— Start EXERCISE MATERIAL —

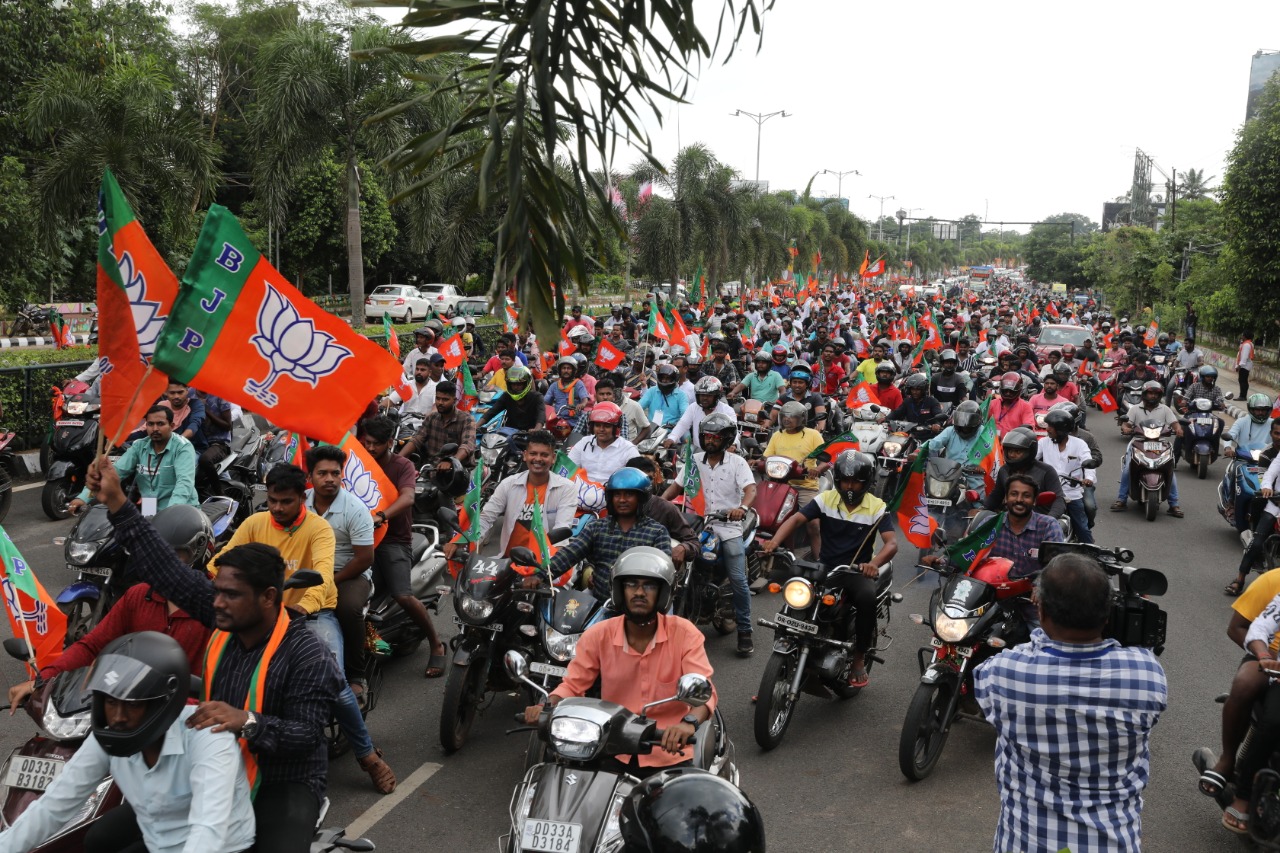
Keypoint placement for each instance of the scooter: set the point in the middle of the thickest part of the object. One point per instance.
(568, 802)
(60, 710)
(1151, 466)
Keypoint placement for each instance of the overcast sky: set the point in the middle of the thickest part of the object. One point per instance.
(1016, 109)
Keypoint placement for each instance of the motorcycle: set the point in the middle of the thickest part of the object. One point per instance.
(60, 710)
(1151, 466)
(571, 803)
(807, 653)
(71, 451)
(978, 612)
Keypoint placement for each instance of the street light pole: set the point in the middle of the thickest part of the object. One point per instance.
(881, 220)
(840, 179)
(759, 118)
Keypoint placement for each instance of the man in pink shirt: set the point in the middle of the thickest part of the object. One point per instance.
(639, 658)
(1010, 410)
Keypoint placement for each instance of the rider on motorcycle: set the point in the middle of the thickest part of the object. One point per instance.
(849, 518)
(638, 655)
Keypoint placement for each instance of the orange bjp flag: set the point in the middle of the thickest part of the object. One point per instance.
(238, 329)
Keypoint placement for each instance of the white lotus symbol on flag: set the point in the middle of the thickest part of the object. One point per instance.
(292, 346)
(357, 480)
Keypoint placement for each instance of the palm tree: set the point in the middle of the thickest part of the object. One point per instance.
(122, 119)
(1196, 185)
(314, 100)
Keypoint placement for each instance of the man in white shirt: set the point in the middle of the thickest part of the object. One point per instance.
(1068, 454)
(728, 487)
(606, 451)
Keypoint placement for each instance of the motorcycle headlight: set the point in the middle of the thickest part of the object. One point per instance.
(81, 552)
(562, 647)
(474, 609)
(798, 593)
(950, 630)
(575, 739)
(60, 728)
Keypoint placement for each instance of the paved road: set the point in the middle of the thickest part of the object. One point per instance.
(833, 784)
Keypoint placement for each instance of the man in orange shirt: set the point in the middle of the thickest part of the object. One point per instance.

— End EXERCISE MATERIAL —

**WHAT IS BEING ASKED**:
Exclude the pictures and repeat every other part of the records word for word.

**SOLUTION BELOW**:
Keypoint placement for each instance of the scooter: set the point in the middle of the thickest part of the object. One point per instance.
(568, 802)
(60, 710)
(1151, 466)
Keypoint placement for each instance of the overcast sky: set the point in the middle of the thickest part of the object. One point per instance.
(1016, 109)
Keypoint placement for each instance of the motorcycle: set the point in the middle of the thickest part of the object. One point per instance.
(60, 710)
(1151, 466)
(571, 803)
(807, 653)
(71, 451)
(978, 612)
Keypoint placement for each instance of the street light pole: set the point in the middle of the thickest part of the object. One point per instance.
(881, 220)
(840, 179)
(759, 118)
Keypoint placement for each instance of the man in pink shirt: set the point in the middle of the thickest part of the object. One point per instance.
(639, 658)
(1010, 410)
Keypoint placement for each instance of the rider on motorcycle: set the point in the middle of the thickest part of the object. One point per instance.
(849, 518)
(638, 655)
Keypoint placement for each instance of the orange bjp flag: set the point in the middle of the thickest part of the object. One point per instance.
(238, 329)
Keypoint placement for each instance of the white lotus symbol on flag: set the point in the middle of the thickest part of the object. One point per instance.
(292, 346)
(357, 480)
Keypoint placement for each instance of the palm tree: set the point in the middle of the thickest part of the object. One point per instance.
(122, 119)
(1196, 185)
(314, 100)
Keypoint placement for each instance of the man in white shirt: set the point in the middle of the thickest part of the object. One point per instance.
(1068, 454)
(728, 487)
(606, 451)
Keypoint placement for each instance of the motorcycle headlight: set the point in the middle of the thickest part of the object. One point per instance.
(81, 552)
(562, 647)
(474, 609)
(798, 593)
(950, 630)
(575, 739)
(60, 728)
Keypoint placement for each instance of the paved road: set the point in the middle of the thickest part of the object. One point per instance.
(833, 784)
Keypoint placement for each instance of the man in orange shirt: set the point in the middle of the thickest part of the object. One point per instance.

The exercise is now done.